> [Document extract]:
“Just as some people work because they’re bored, I sometimes write because I have nothing to say. …I am able to dream in prose. And I extract a great deal of sincere feeling and much legitimate emotion out of not feeling.” Fernando Pessoa, The Book of Disquiet 170 (293)
I’ve attempted to post this blog ____ months. Stalled and started. Typed, stopped. The sky was clear and then it wasn’t. It was day for a while and then hot and then it was 3 in the morning and I was happy to up in time for vintage trash tv.
I’ve felt more busy the last couple of weeks than I have since the beginning of All This. I sat with an artist friend in the bird sanctuary at Lake Merritt just before the rush of smoke knitted the sky closed. Another friend later stopped by, the only one passing quarantine, and together we watched Sexy Beast shoveling popcorn and how grateful I felt. We ordered falafels and when I ran downstairs for pickup it was then I caught glimpse of what was coming. Everything appeared shaded as if some vessel hovered above. We ate. So thankful to see another human I felt I should pay for something and gave up gifts instead, reminding me how my mother once did the same, loading people down with gift bags..
During twilight in the bay area, I sat at my desk and began working with a set of new colored pencils. At noon out my window, I remembered Alaska, my time working there in the late 80’s. May as well have been 1880’s. My older cousin from Anchorage described twilight there as the sun getting to the horizon then scooting sideways instead of dropping into the ocean, leaving the sky non-commital to day or night. What I saw at my local horizon didn’t soothe me. I scrolled through social media panic and wonder for as long as I could take it then made tea.
I’ve attempted to write this entry for ____. Drafted but never trashed. I’m here to try again. I’m steaming red cabbage, mustard greens in broth after having walked to S**ew*y this morning. I regretted needing to be out of the house at all. Smoke kept me away from the farmer’s market. The smoke and _____ (riots? virus? closed schools? name something) stopped service on a couple of major bus lines near my house for the last two days. When the buses began service again, I returned to the market finding my primary vendors still out of office.

> [Given records]:

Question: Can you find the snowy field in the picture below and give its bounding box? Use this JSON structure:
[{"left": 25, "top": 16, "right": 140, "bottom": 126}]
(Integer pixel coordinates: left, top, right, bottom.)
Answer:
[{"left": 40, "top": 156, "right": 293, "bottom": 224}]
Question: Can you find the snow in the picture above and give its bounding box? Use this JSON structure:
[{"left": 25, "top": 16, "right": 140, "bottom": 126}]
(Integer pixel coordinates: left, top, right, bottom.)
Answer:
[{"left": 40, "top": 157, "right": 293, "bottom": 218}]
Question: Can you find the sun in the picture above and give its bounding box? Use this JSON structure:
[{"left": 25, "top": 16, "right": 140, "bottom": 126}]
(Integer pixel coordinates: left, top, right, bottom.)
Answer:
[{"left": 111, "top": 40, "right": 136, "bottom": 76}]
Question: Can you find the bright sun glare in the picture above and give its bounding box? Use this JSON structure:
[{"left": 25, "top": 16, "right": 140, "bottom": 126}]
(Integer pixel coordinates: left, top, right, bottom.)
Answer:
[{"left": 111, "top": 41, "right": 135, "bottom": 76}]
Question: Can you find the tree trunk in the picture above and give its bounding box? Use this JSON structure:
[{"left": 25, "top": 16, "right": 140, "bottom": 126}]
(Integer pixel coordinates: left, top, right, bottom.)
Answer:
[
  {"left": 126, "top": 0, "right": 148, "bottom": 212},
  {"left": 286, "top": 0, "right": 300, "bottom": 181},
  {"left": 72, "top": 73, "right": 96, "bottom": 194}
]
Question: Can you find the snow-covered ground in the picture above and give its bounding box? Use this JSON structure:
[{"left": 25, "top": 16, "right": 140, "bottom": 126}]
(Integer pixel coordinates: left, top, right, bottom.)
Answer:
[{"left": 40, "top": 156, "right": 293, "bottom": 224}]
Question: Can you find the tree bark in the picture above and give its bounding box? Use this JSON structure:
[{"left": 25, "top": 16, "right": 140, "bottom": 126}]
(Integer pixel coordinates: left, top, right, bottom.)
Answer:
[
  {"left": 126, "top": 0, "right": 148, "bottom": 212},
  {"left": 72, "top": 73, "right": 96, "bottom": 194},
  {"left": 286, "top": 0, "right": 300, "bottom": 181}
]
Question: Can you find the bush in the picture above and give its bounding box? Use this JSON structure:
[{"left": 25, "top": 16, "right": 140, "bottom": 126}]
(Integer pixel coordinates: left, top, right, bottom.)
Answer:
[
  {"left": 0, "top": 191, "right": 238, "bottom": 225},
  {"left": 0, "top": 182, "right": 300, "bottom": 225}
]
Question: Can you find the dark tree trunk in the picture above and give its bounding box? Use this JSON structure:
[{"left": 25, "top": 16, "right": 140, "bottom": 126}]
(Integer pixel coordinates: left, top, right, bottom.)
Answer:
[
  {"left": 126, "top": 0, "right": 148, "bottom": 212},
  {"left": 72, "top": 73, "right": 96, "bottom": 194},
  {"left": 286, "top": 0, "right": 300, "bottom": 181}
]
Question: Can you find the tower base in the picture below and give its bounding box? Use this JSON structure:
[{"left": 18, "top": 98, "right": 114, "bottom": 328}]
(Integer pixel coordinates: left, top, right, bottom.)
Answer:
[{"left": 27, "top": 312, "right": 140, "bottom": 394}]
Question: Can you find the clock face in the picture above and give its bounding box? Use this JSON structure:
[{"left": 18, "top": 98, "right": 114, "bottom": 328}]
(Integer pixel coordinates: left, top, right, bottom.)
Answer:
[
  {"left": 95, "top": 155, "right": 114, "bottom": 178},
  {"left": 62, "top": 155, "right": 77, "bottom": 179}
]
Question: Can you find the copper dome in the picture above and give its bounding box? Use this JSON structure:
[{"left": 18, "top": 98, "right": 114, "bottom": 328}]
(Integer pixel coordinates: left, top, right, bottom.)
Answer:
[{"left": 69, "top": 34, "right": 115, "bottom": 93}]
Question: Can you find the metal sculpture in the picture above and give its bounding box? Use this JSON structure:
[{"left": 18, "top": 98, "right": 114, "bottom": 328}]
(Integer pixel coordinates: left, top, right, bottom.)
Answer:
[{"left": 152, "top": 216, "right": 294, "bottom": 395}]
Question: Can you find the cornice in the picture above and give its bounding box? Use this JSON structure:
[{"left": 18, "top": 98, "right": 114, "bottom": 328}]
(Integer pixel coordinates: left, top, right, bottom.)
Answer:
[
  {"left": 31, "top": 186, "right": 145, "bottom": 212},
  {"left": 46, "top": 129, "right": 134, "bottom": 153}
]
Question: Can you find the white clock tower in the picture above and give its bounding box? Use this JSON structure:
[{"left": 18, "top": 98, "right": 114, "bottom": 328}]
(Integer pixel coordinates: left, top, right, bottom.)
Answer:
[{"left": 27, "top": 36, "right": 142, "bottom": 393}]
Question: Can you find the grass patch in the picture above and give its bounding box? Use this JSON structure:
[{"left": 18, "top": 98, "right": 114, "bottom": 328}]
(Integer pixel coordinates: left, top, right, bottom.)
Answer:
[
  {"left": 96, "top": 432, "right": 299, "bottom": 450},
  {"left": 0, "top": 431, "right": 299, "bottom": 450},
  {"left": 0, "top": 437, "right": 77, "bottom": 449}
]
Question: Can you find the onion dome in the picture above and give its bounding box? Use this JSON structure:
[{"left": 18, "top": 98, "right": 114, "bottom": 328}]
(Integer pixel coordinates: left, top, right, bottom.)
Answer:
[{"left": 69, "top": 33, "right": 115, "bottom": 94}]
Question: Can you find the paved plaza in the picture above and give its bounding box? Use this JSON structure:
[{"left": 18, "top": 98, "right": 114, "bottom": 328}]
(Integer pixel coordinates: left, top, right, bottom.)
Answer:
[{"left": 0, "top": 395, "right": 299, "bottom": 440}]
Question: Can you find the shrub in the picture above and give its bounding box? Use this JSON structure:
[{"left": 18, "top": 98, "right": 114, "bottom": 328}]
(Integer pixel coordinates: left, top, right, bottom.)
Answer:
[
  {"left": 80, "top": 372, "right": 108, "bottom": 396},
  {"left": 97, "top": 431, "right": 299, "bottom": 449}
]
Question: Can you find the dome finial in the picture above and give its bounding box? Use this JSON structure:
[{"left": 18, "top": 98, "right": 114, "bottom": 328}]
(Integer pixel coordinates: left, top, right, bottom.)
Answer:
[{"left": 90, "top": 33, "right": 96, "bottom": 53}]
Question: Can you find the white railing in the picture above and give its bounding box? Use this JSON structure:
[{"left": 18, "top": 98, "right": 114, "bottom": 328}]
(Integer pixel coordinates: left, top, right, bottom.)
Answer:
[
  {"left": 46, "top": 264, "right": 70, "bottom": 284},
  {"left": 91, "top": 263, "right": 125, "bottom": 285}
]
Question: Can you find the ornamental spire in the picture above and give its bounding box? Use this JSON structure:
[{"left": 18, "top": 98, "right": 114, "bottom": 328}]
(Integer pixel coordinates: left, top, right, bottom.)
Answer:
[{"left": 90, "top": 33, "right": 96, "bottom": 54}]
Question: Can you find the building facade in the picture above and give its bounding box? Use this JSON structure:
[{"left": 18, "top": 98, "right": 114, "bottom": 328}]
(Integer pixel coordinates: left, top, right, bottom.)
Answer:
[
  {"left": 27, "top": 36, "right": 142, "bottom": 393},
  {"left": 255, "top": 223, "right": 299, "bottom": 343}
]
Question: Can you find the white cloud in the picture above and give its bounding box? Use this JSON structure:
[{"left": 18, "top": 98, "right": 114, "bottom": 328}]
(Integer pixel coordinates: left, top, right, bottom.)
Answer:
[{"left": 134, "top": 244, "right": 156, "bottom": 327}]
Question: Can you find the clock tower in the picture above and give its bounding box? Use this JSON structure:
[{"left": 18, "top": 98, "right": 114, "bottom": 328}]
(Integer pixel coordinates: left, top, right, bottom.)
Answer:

> [Tasks to complete]:
(a) In the blog post above, rewrite the paragraph that begins "During twilight in the bay area" more briefly, keeping its main facts.
(b) Return everything in the blog post from "I’ve attempted to write" down to "out of office.", copied exactly.
(c) Translate this sentence from the blog post into Spanish: "Smoke kept me away from the farmer's market."

> [Answers to the problems]:
(a) At twilight in the bay area, I sat at my desk with a set of new colored pencils. The view out my window at noon brought back my time working in Alaska in the late 80s. There, my older cousin from Anchorage described twilight as the sun reaching the horizon and scooting sideways instead of setting, leaving the sky caught between day and night. My local horizon didn't soothe me. I scrolled through social media panic and wonder as long as I could stand it, then made tea.

(b)
I’ve attempted to write this entry for ____. Drafted but never trashed. I’m here to try again. I’m steaming red cabbage, mustard greens in broth after having walked to S**ew*y this morning. I regretted needing to be out of the house at all. Smoke kept me away from the farmer’s market. The smoke and _____ (riots? virus? closed schools? name something) stopped service on a couple of major bus lines near my house for the last two days. When the buses began service again, I returned to the market finding my primary vendors still out of office.

(c) El humo me impidió ir al mercado de agricultores.